Data provided.

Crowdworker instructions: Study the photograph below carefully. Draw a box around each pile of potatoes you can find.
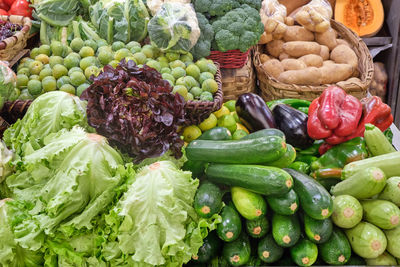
[260,25,361,86]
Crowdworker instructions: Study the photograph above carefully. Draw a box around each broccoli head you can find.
[210,0,241,16]
[214,29,239,52]
[194,0,211,14]
[190,12,214,60]
[239,0,262,10]
[239,31,258,52]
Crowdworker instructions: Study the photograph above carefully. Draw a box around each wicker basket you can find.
[184,63,223,125]
[0,99,32,138]
[221,51,256,101]
[207,49,250,69]
[254,20,374,101]
[0,15,31,62]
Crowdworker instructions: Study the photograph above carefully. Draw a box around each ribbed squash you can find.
[335,0,384,37]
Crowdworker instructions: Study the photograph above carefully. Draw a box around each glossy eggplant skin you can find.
[272,104,314,149]
[236,93,276,131]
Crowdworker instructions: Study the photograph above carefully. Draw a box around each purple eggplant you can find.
[272,104,314,149]
[235,93,276,131]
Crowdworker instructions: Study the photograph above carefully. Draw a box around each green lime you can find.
[199,72,214,84]
[207,63,218,75]
[146,60,161,72]
[84,66,99,80]
[43,64,51,70]
[112,41,125,51]
[79,46,95,58]
[42,76,57,92]
[202,79,218,94]
[17,67,30,76]
[28,61,43,75]
[169,60,186,69]
[49,56,64,68]
[109,60,119,68]
[57,76,71,89]
[7,88,20,101]
[224,100,236,112]
[182,125,202,142]
[200,91,213,102]
[199,113,218,132]
[68,67,83,76]
[115,48,132,62]
[39,68,52,80]
[50,41,64,57]
[76,83,90,97]
[160,67,171,74]
[214,105,231,119]
[66,46,73,55]
[218,114,237,134]
[68,52,81,60]
[132,52,147,65]
[30,48,40,59]
[183,76,199,89]
[84,39,98,52]
[187,93,194,101]
[196,59,209,72]
[158,56,168,63]
[23,59,35,69]
[29,75,40,81]
[52,64,68,79]
[186,64,201,81]
[98,50,114,65]
[70,71,87,86]
[130,46,141,54]
[16,74,29,88]
[141,46,154,58]
[180,53,193,63]
[126,41,141,50]
[27,79,42,96]
[64,54,80,69]
[162,73,175,84]
[172,85,188,99]
[19,89,33,100]
[166,52,180,62]
[96,39,108,49]
[232,111,240,123]
[20,57,31,64]
[70,38,84,53]
[35,54,49,65]
[189,87,202,98]
[175,77,185,87]
[171,67,186,79]
[38,45,51,56]
[80,56,98,71]
[60,84,76,94]
[232,129,248,140]
[98,46,112,55]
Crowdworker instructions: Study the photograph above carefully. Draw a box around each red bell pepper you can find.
[307,98,332,140]
[0,1,9,11]
[8,0,32,18]
[4,0,14,8]
[0,8,7,15]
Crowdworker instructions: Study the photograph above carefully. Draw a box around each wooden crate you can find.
[220,53,256,101]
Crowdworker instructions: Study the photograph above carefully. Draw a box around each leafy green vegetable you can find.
[0,141,13,184]
[0,62,18,109]
[34,0,80,27]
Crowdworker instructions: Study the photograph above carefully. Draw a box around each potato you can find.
[279,53,291,61]
[320,45,329,60]
[336,39,351,47]
[259,32,273,44]
[262,59,284,79]
[285,16,295,26]
[315,28,337,50]
[283,41,321,57]
[299,54,323,67]
[323,60,335,65]
[283,26,314,42]
[319,63,353,84]
[267,40,285,58]
[260,54,271,64]
[281,58,307,70]
[330,44,358,69]
[278,67,322,85]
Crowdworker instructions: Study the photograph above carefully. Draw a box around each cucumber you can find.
[242,128,285,141]
[272,213,301,247]
[304,213,333,244]
[206,164,293,196]
[364,123,396,156]
[258,234,284,263]
[198,127,232,141]
[186,136,287,164]
[182,160,205,179]
[194,182,223,218]
[345,254,366,265]
[266,189,299,215]
[379,177,400,206]
[267,144,296,168]
[342,152,400,179]
[192,231,221,263]
[331,195,363,229]
[384,225,400,258]
[246,216,269,239]
[345,222,387,259]
[290,239,318,266]
[231,187,267,220]
[222,233,251,266]
[361,199,400,230]
[332,167,387,199]
[319,227,351,265]
[284,168,333,220]
[365,251,397,266]
[217,205,242,242]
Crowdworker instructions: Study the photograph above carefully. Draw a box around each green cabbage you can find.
[34,0,80,27]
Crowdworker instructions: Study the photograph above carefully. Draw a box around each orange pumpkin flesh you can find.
[335,0,384,37]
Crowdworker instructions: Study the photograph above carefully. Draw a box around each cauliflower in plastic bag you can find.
[295,0,333,33]
[146,0,190,15]
[0,61,18,110]
[259,0,287,43]
[148,2,200,53]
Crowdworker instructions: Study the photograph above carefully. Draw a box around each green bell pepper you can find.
[297,140,324,156]
[266,99,311,110]
[288,161,310,174]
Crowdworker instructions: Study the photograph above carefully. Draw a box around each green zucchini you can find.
[331,195,363,229]
[266,189,299,215]
[222,233,251,266]
[247,256,262,266]
[365,251,397,266]
[345,222,387,259]
[186,136,287,164]
[364,123,396,156]
[284,168,333,220]
[342,152,400,179]
[272,213,301,248]
[319,227,351,265]
[345,254,366,265]
[217,205,242,242]
[276,250,296,266]
[206,164,293,196]
[182,160,205,179]
[332,167,387,199]
[231,187,267,220]
[379,177,400,206]
[267,144,297,168]
[258,234,284,263]
[198,127,232,141]
[192,231,221,263]
[304,213,333,244]
[384,225,400,258]
[361,199,400,230]
[242,128,285,141]
[194,182,223,218]
[290,239,318,266]
[246,216,269,239]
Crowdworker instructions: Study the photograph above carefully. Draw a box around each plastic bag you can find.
[295,0,333,33]
[259,0,287,44]
[0,61,17,110]
[146,0,191,16]
[148,2,200,53]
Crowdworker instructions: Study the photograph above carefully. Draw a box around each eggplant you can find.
[272,104,313,149]
[235,93,276,131]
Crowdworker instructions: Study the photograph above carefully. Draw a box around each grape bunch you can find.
[0,20,22,42]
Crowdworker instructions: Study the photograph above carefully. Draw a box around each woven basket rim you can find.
[0,15,32,50]
[254,19,374,94]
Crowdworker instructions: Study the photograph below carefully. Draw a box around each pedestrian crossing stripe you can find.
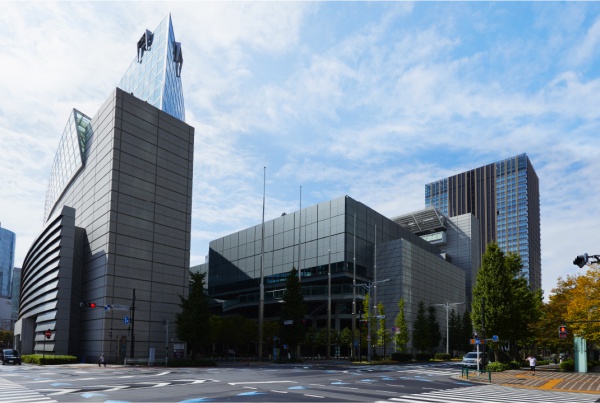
[398,369,458,376]
[0,378,57,403]
[386,385,599,403]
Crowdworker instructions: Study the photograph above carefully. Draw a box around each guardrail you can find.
[461,367,491,383]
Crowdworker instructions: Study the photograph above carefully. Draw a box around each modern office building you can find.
[208,195,465,354]
[0,225,16,299]
[391,208,480,305]
[15,13,194,362]
[10,267,21,322]
[425,154,541,290]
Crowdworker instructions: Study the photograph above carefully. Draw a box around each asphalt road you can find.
[0,361,470,402]
[2,361,597,403]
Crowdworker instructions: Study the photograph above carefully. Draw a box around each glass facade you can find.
[118,13,185,122]
[0,227,16,298]
[425,153,541,290]
[208,196,442,312]
[43,110,91,222]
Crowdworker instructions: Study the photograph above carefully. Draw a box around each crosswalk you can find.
[385,385,599,403]
[0,378,57,403]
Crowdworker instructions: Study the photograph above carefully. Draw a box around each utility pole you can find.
[355,278,390,363]
[130,289,136,359]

What the exercise asks. Print each entry precisely as written; the pictures stay out.

Exercise answer.
Crowdworker instructions: Study the photograph below carefully. Draw a box around each pile of potatoes you can find.
[260,25,361,86]
Crowdworker instructions: Study the photograph above carefully. Draw a box around each broccoli head you can find.
[210,0,241,16]
[214,29,239,52]
[194,0,211,14]
[190,12,214,60]
[239,0,262,10]
[239,31,258,52]
Crowdworker instructions: Study the photograph above carefully. Draw a box around each wicker basket you can find.
[184,63,223,125]
[0,99,32,138]
[221,51,256,101]
[207,49,250,69]
[254,20,374,101]
[0,15,31,62]
Crowdworker instructions: Study the photograph above carefully. Draw a box around each ribbed squash you can find.
[335,0,384,37]
Crowdworker instructions: Study the photograph above carefully. Draw a box around each glossy eggplant skin you can find.
[272,104,314,149]
[236,93,276,131]
Crowdworker instructions: Study the photograph above carefully. Draw a box around each purple eggplant you can find.
[272,104,314,149]
[235,93,276,131]
Crowdworker instructions: Study the photograph above carefully. Draw a box around each green lime you can find.
[199,72,214,84]
[207,63,218,75]
[146,60,161,72]
[84,66,99,80]
[43,64,51,70]
[112,41,125,51]
[79,46,95,58]
[42,76,57,92]
[202,79,218,94]
[17,67,30,76]
[28,61,43,75]
[169,60,186,69]
[49,56,64,68]
[109,60,119,68]
[57,76,71,89]
[7,88,20,101]
[224,100,236,112]
[182,125,202,142]
[200,91,213,102]
[199,113,218,132]
[68,67,83,76]
[115,48,132,62]
[39,68,52,80]
[50,41,64,57]
[76,83,90,97]
[160,67,171,74]
[214,105,231,119]
[66,46,73,55]
[218,114,237,134]
[68,52,81,60]
[132,52,147,65]
[30,48,40,59]
[183,76,199,89]
[84,39,98,52]
[187,93,194,101]
[196,59,209,72]
[158,56,168,63]
[23,59,35,69]
[29,75,40,81]
[52,64,68,79]
[186,64,201,81]
[98,50,114,65]
[70,71,87,86]
[130,46,141,54]
[16,74,29,88]
[141,46,154,58]
[180,53,193,63]
[126,41,141,50]
[27,79,42,96]
[64,54,80,69]
[162,73,175,84]
[172,85,188,99]
[19,89,33,100]
[166,52,180,62]
[96,39,108,49]
[232,111,240,123]
[20,57,31,64]
[70,38,84,53]
[35,54,49,65]
[189,87,202,98]
[175,77,185,87]
[171,67,186,79]
[38,45,51,56]
[80,56,98,71]
[60,84,76,94]
[232,129,248,140]
[98,46,112,55]
Crowdworker instructions: Study the photograph above carefully. Draw a box around each red bell pepper you can find.
[307,98,332,140]
[0,1,9,11]
[8,0,32,18]
[4,0,14,8]
[0,8,7,15]
Crowdworker instructions: Study the photograph above carefully. Draw a box around each wooden crate you can find.
[220,53,256,101]
Crowdworker instructions: Study the photograph above carefully. Draw a box around each leafy green vegetable you can find.
[0,141,13,184]
[0,62,18,109]
[34,0,80,27]
Crowdworker instructions: Study the photograph above carefully. Draw a box around each potato you can find.
[279,53,291,61]
[320,45,329,60]
[336,39,351,47]
[259,32,273,44]
[262,59,284,79]
[285,16,295,26]
[315,28,337,50]
[283,41,321,57]
[299,54,323,67]
[323,60,335,65]
[283,26,314,42]
[319,63,353,84]
[267,40,285,58]
[260,54,271,64]
[281,58,307,70]
[330,44,358,69]
[278,67,322,85]
Crowdworker instructions: Study the photograph above carefully. Draw a box around each cucumber you can find.
[242,128,285,141]
[272,213,301,247]
[304,213,333,244]
[206,164,293,196]
[364,123,396,156]
[258,234,284,263]
[198,127,232,141]
[186,136,287,164]
[182,160,205,179]
[194,182,223,218]
[345,254,366,265]
[266,189,299,215]
[379,177,400,206]
[267,144,296,168]
[342,152,400,179]
[192,231,221,263]
[331,195,363,229]
[384,225,400,258]
[246,216,269,239]
[345,222,387,259]
[290,239,318,266]
[231,187,267,220]
[222,233,251,266]
[361,199,400,230]
[332,167,387,199]
[319,227,351,265]
[284,168,333,220]
[365,251,397,266]
[217,205,242,242]
Crowdworker instructions: Study the photograph above carefully. Draw a box around each green cabbage you can find.
[34,0,80,27]
Crowdworker instructions: Study the photograph above carefully. Draw a box around each orange pumpkin flesh you can find.
[335,0,384,37]
Crowdworker instructions: Study the photograph above carefully. Draw a box around each cauliflower in plastic bag you can find.
[295,0,333,33]
[146,0,190,15]
[0,61,18,110]
[259,0,287,43]
[148,2,200,53]
Crowdworker instructions: Study the photograph above carefully. Draw a box around each green bell pepper you can find.
[297,140,324,156]
[266,99,311,110]
[288,161,310,174]
Crowdworker instructions: Study the photograph above carefully. Draw a box around each green zucchini you can find.
[331,195,363,229]
[266,189,299,215]
[222,233,251,266]
[247,256,262,266]
[365,251,397,266]
[345,222,387,259]
[186,136,287,164]
[364,123,396,156]
[284,168,333,220]
[342,152,400,179]
[272,213,301,248]
[319,227,351,265]
[345,254,366,265]
[217,205,242,242]
[276,250,296,266]
[206,164,293,196]
[182,160,205,179]
[332,167,387,199]
[231,187,267,220]
[379,177,400,206]
[267,144,297,168]
[258,234,284,263]
[198,127,232,141]
[192,231,221,263]
[304,213,333,244]
[384,225,400,258]
[361,199,400,230]
[242,128,285,141]
[194,182,223,218]
[290,239,318,266]
[246,216,269,239]
Crowdworker instructions: Study the photograph above carefully. Draw a box around each plastic bag you can find.
[295,0,333,33]
[259,0,287,44]
[0,61,17,110]
[146,0,191,16]
[148,2,200,53]
Crowdworker instructions: Study the photograph above carefully. Draw a box around each eggplant you can find.
[272,104,313,149]
[235,93,276,131]
Crowdworker instructions: Study the photograph above carefully. Draw a box around each grape bunch you can find.
[0,20,22,42]
Crowdworker instructions: Study the photograph above carefully. Draw a box around each woven basket rim you can find.
[0,15,32,50]
[254,19,374,94]
Crowdworker instructions: Study the photograph below carefully. Draw a box around each pedestrian crossing stripe you can find.
[398,369,458,376]
[0,378,57,403]
[386,385,599,403]
Crowdworker instructions: Study the photograph above carefully. Draw a box around each guardrail you can find.
[461,367,491,383]
Crowdworker instructions: Study the photograph above carefully. Draw a box around each modern office building you can find.
[208,195,465,354]
[0,225,16,299]
[391,208,480,305]
[15,13,194,362]
[10,267,21,322]
[425,154,541,290]
Crowdworker instructions: Study the photograph above carefully. Draw a box around each asphalt road you can find.
[0,361,470,402]
[2,361,597,403]
Crowdworker instructions: Study the photograph above carefully. Draw a box around each glass facade you can find.
[118,13,185,122]
[0,227,16,298]
[425,153,541,290]
[208,196,442,312]
[43,110,91,222]
Crowdworker instructions: Study the photograph above carefully. Draw a box around each crosswalk you can find.
[385,385,599,403]
[0,378,57,403]
Crowdworker instructions: Study the photograph above carefully. Draw a box around each utility pole you can find.
[355,278,390,363]
[130,289,136,359]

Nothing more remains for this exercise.